Vorgegebener Text:
==========
# Fischbabys



## chillired (23. Juni 2014)

....ich bin erstaunt . Wir haben den Teich ( ca. 3 m³ ) dieses Jahr neu ausgebaut und fertiggestellt. Vor 6 Wochen haben wir 3 kleine Shubunkins und 3 kleine Goldfische eingesetzt ( jeweils ca. 6 cm lang ). Die Fischlein waren schon gold, also keine Schwarzfärbung mehr.

Am Samstag hab ich nun verschiedene Fischbabys entdeckt. Kann das denn Sein, dass die kleinen Goldies schon Eier ablegen?

Wie lange dauert es denn von dem Zeitpunkt an, dass die Fische ein Weibchen jagen ( das hab ich gesehen ) bis die Eier abgelegt werden zur Befruchtung? Und wann schlüpfen die Kleinen?

So früh hab ich noch nicht damit gerechnet


----------



## ina1912 (23. Juni 2014)

Hallo und herzlich willkommen! 
Glückwunsch zum neuen Teich und zum Nachwuchs! 
Ich hätte zwar nicht gedacht,  dass die schon so früh anfangen,  aber wenn Du sie schon dabei beobachtet hast..mag das ihr NNachwuchs sein, das dauet nur wenige Wochen von der Eiablage bis zum Schlüpfen.  Kann auch sein, dass Fischlaich auf anderem Wege hineingekommen ist, an Pflanzen,  am Vogelfuss oder am Froschschenkel... am Alter kan man es nicht festmachen, da das ja auch frühestens vor sechs Wochen bei der Neuanlage desTeichs passiert sein kann. Hm, beobachten ob sie den vermeintlichen Eltern ähnlich werden. .
==========
Bereitgestelltes Material:
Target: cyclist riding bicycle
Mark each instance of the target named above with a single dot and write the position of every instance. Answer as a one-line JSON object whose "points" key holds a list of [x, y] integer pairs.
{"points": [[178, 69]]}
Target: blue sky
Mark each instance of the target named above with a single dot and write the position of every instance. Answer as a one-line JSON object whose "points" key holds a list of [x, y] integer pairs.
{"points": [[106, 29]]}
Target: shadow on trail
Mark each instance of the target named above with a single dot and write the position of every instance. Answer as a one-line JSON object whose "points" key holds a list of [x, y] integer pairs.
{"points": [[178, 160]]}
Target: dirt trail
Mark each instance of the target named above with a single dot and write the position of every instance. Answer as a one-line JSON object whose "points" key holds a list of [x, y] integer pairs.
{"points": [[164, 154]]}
==========
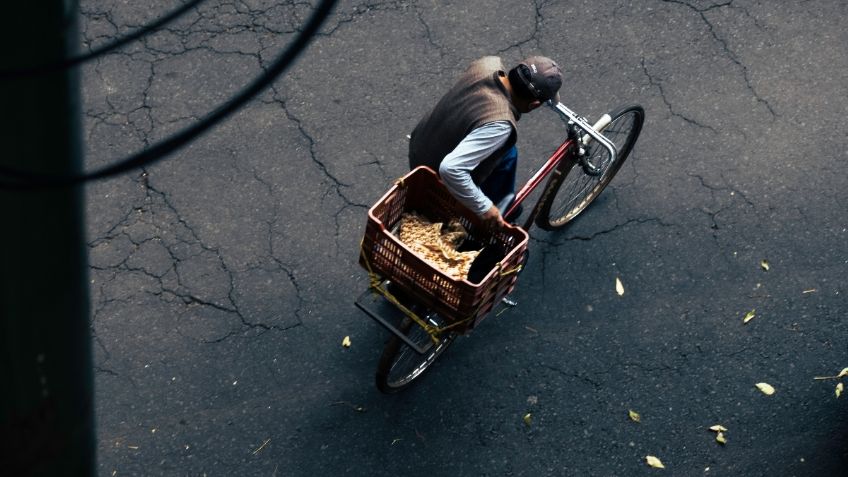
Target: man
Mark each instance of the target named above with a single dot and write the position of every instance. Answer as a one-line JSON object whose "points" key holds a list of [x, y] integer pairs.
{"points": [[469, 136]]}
==========
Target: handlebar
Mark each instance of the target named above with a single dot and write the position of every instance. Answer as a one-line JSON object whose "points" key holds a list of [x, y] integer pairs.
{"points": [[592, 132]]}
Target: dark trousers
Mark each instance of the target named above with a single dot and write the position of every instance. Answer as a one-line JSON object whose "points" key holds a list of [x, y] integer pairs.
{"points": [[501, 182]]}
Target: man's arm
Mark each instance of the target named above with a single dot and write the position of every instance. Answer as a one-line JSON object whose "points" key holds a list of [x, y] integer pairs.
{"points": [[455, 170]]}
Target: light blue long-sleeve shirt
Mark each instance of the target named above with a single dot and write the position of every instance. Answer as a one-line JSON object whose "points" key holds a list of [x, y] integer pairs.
==========
Übungsaufgaben:
(a) Zähle auf, auf welchen Wegen laut dem Beitrag von ina1912 im Text über die Fischbabys Fischlaich in den Teich gelangt sein könnte.
(b) Schreibe den Text über die Fischbabys im neuen Teich im Anschluss an seinen letzten Satz weiter.
Das Material spielt hierbei keine Rolle.

Erwartete Antworten:
(a) an Pflanzen, am Vogelfuss, am Froschschenkel

(b)
lg ina


----------



## Knoblauchkröte (23. Juni 2014)

Hi Chilli,

also die eingesetzten Goldfische werden noch nicht die Eltern sein, mit 6cm sind die erst um 1 Jahr alt und noch nicht geschlechtsreif (das werden die mit 2-3 Jahren und um 15cm)
da hing vermutlich Laich an eingebrachten Pflanzen

MfG Frank


----------



## chillired (23. Juni 2014)

Hallo. Danke für eure Antworten. Dann hab ich wohl kuckuckskinder im Teich. Omg. 
Ich werde berichten.


----------



## lotta (23. Juni 2014)

Hei chillired , das ist ja niedlich , 
meine Goldibabys sahen auch so aus, 
vielleicht sehen alle Fischbabys mehr oder weniger erstmal so aus?
Gratuliere zum Nachwuchs


----------



## chillired (24. Juni 2014)

die letzten Pflanzen hab ich aus dem Gartenmarkt, daher kann der Laich doch nicht kommen. Und die Seerosen von der Nachbarin sind schon seit 7 Wochen drin. ANsonsten Baden halt die Vögel im teich, vielleicht habe die was eingeschleppt.


----------



## Tottoabs (26. Juni 2014)

chillired schrieb:


> Und die Seerosen von der Nachbarin sind schon seit 7 Wochen drin.


 Das könnte passen, sind ja nicht mehr ganz klein


----------



## Moonlight (27. Juni 2014)

Knoblauchkröte schrieb:


> mit 6cm sind die erst um 1 Jahr alt und noch nicht geschlechtsreif (das werden die mit 2-3 Jahren und um 15cm)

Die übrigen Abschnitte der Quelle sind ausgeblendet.